» **ESTRATTO**:
========================

24 Novembre 2004

Kerry e il dono dell’immunità

Naomi Klein

Il vero regalo di Kerry per Bush non è stata la presidenza, ma l’immunità. La dimostrazione migliore si incarna nell’uomo Marlboro di Falluja e nei dibattiti surreali che lo hanno coinvolto. La vera immunità genera una specie di delirante decadenza, e la sua faccia è questa: una nazione che si scalda con il fumo, mentre l’Iraq brucia.

Le immagini simboliche suscitano attrazione e avversione. È il caso della fotografia di James Blake Miller, il ventenne marine di Appalachia ribattezzato “il volto di Falluja” dagli autorevoli sostenitori della guerra, e “l’Uomo Marlboro” da quasi chiunque altro.

 

Riproposta da più di un centinaio di quotidiani, la foto del Los Angeles Times mostra Miller “dopo più di dodici ore di intenso e quasi ininterrotto combattimento” a Falluja, la faccia dipinta con pittura di guerra, un graffio sanguinante sul naso e la sigaretta, appena accesa, tra le labbra.

 

Osservando Miller con benevolenza, Dan Rather, anchorman di CBS News, ha confidato: “Mi ha coinvolto personalmente. È un guerriero che scruta l’orizzonte lontano, per cogliere con lo sguardo il pericolo. Guardatelo, studiatelo, assimilatelo. Pensateci su. Quindi tirate un profondo respiro di orgoglio. E se non vi ritrovate con gli occhi umidi, siete più bravi di me”. Qualche giorno dopo, il LA Times dichiarava che la foto era “entrata nel regno dell’allegoria”. A dire il vero, l’immagine sembra allegorica solo perché è evocativa in modo quasi ridicolo: è uno scopiazzamento bello e buono dell’icona più forte della pubblicità americana, l’uomo della Marlboro, che a sua volta imita la stella più brillante che Hollywood abbia mai creato, John Wayne, che impersonava il più grande mito originale d’America, il cowboy sull’impervio confine. È come una canzone che ti sembra di aver già sentito mille volte, perché è proprio così.

 

Ma non è questo il punto. Per un Paese che ha appena eletto un aspirante uomo Marlboro come suo Presidente, Miller è un’icona, e lo prova il fatto che lui stesso abbia dato origine ad una disputa. “Molti bambini, ma soprattutto ragazzi, giocano ‘ai soldati’ e si divertono a imitare questo giovanotto. Il chiaro messaggio della foto è che il modo giusto di rilassarsi dopo una battaglia è una sigaretta”, ha scritto Daniel Maloney in una lettera di protesta allo Houston Chronicle. Linda Ortman ha mosso lo stesso appunto agli editori del Dallas Morning News: “Non ci sono foto di soldati in Iraq che non fumano?”. Un lettore del New York Post ha suggerito qualche immagine per una propaganda più politically correct: “Mostrare un marine su un carro armato, mentre aiuta un altro militare, o beve acqua, avrebbe un impatto più favorevole sui vostri lettori”.

========================

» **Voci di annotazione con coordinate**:
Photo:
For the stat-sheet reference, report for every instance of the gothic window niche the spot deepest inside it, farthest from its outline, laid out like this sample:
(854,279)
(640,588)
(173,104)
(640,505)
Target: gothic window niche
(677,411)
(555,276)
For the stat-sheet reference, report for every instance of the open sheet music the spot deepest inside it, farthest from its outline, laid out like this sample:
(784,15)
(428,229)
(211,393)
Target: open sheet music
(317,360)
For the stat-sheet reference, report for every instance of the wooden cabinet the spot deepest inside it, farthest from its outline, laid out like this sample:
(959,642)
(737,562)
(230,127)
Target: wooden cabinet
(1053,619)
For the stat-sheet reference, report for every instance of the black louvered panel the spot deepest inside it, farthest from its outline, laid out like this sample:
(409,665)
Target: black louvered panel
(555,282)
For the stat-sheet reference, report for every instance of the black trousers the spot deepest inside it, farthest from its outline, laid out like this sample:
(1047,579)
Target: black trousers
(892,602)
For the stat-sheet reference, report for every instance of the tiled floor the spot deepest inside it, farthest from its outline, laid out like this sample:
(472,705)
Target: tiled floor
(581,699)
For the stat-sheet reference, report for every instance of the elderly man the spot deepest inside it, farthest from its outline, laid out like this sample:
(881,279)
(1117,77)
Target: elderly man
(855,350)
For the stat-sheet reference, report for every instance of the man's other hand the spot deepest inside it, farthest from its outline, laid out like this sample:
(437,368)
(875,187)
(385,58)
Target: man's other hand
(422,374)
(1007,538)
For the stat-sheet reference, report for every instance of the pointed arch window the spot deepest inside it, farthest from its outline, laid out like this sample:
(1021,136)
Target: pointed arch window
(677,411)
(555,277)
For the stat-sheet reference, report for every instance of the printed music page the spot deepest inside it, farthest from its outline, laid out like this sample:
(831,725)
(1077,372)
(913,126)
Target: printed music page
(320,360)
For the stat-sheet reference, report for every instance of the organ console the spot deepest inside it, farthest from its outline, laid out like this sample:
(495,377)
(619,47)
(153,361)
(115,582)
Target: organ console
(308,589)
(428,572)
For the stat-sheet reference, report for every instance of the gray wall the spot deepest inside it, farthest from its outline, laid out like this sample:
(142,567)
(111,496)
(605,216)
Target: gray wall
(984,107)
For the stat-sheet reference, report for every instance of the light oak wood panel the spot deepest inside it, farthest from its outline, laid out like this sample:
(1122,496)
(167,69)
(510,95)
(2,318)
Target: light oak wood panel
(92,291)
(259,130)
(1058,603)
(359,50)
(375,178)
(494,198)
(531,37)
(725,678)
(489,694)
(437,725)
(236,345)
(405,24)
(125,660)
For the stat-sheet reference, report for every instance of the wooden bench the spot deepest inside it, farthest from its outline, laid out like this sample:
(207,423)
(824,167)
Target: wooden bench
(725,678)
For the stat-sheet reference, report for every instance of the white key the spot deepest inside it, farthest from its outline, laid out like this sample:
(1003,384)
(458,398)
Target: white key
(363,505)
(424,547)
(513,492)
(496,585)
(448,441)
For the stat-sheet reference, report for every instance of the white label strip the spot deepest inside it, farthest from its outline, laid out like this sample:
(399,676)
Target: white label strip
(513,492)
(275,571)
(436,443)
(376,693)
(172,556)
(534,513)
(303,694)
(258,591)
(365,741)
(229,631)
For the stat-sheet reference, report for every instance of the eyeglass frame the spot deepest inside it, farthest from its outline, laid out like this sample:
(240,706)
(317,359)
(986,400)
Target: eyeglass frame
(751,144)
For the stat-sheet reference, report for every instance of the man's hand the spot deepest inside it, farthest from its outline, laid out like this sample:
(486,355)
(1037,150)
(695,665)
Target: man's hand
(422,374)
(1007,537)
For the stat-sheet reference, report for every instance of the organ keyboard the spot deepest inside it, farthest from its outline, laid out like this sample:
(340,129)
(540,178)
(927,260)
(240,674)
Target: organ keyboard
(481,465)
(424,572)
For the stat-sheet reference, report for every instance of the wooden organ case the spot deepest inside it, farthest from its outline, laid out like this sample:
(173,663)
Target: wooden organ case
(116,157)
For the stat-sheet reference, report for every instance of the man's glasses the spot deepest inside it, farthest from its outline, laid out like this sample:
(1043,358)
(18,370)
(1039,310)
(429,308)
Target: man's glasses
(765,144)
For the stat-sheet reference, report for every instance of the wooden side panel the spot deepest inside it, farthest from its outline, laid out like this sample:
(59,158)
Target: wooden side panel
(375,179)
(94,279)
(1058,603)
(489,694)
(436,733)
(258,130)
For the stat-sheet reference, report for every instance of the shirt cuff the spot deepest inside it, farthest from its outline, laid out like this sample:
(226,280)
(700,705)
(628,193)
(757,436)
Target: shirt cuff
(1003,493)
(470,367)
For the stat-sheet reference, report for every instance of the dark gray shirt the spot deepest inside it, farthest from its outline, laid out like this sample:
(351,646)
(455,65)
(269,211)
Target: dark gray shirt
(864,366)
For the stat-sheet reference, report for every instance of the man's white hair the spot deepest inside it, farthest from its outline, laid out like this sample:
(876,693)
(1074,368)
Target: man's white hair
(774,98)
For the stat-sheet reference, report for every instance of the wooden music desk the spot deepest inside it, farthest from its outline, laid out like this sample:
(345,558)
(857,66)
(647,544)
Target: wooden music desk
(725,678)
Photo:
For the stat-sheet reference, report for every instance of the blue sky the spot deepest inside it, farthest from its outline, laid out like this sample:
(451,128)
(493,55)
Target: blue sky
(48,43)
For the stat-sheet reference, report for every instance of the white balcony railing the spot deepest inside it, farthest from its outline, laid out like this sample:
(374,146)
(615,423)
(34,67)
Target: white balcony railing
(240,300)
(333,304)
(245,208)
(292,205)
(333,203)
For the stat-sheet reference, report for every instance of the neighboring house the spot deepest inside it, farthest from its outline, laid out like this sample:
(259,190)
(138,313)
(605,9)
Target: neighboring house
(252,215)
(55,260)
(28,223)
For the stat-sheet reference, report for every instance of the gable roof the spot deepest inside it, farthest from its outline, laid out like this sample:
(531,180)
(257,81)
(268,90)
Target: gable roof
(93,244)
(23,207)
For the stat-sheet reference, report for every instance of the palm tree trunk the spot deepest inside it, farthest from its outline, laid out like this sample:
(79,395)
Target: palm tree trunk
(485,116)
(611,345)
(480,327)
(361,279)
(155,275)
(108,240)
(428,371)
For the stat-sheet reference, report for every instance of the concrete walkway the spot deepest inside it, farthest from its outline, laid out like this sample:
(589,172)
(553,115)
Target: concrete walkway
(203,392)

========================

» **COMPITI ED ESERCIZI**:
1 - Come si traduce in inglese la frase "Le immagini simboliche suscitano attrazione e avversione." dell'articolo sull'uomo Marlboro di Falluja?
2 - Prosegui l'articolo sull'uomo Marlboro di Falluja, partendo subito dopo l'ultima frase riportata.
Le righe non servono per svolgere il lavoro.

» **RISULTATI PER COMPITO**:
1 - Symbolic images arouse both attraction and aversion.

2 -
 

Proprio così: coloro che hanno scritto lettere ai giornali da tutta la nazione esprimono unanimi la stessa indignazione: non che il soldato dagli occhi d’acciaio che fuma rende l’uccisione di massa accattivante, bensì che un’azione encomiabile come l’uccisione di massa renda accattivante il terribile crimine del fumo. Questo mi ricorda la battuta sul rabbino della comunità hasidic, secondo il quale sono accettabili tutte le posizioni sessuali tranne una: quella in piedi, “perché potrebbe indurre a ballare”.

 

A pensarci bene, forse Miller merita davvero di essere elevato allo status di icona: non della guerra in Iraq, ma della nuova era della dilagante immunità americana. Poiché, al di fuori dei confini americani, come sappiamo, c’è un altro il marine a cui è stato assegnato il titolo di “volto di Falluja”: il soldato ripreso da una videocamera mentre uccide un prigioniero ferito e disarmato in una moschea. A seguire, ci sono le fotografie del bimbo di due anni di Falluja in un letto d’ospedale senza la gamba che gli è stata strappata via; del bambino morto, steso sulla strada e aggrappato al corpo senza testa di un adulto; e di un centro di pronto soccorso ridotto in macerie. All’interno degli Stati Uniti, queste istantanee di un’occupazione fuorilegge sono comparse solo brevemente, se mai sono comparse. Al contrario, lo status di icona di Miller ha resistito, tenuto vivo da storie di umano interesse sui suoi fan che inviano stecche di Marlboro a Falluja, interviste alla mamma orgogliosa del marine e accese discussioni sulla possibilità che il fumo possa ridurre l’efficienza di Miller come macchina da combattimento.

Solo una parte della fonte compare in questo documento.